## RECORDS PROVIDED
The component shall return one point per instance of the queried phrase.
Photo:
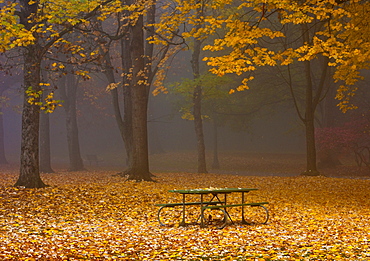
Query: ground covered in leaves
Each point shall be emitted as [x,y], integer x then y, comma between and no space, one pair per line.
[99,216]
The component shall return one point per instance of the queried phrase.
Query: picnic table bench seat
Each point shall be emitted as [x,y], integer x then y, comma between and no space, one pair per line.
[261,220]
[178,204]
[189,203]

## WHAT IS BEING ASKED
Can you return all of the material above word for word, leaving the pictures out?

## CORRECT RESULT
The component shall return one point per instance of the queried phrase.
Photo:
Query: ground covered in leaves
Each point shall be emitted as [x,y], integer x then y, comma between and no space, one pair per line.
[99,216]
The component shall return one point per instance of the queried phrase.
Query: picnic table bench seat
Each point shall be emitted as [x,y], integer x then y, comma between and no space, one pair per line.
[261,220]
[178,204]
[189,203]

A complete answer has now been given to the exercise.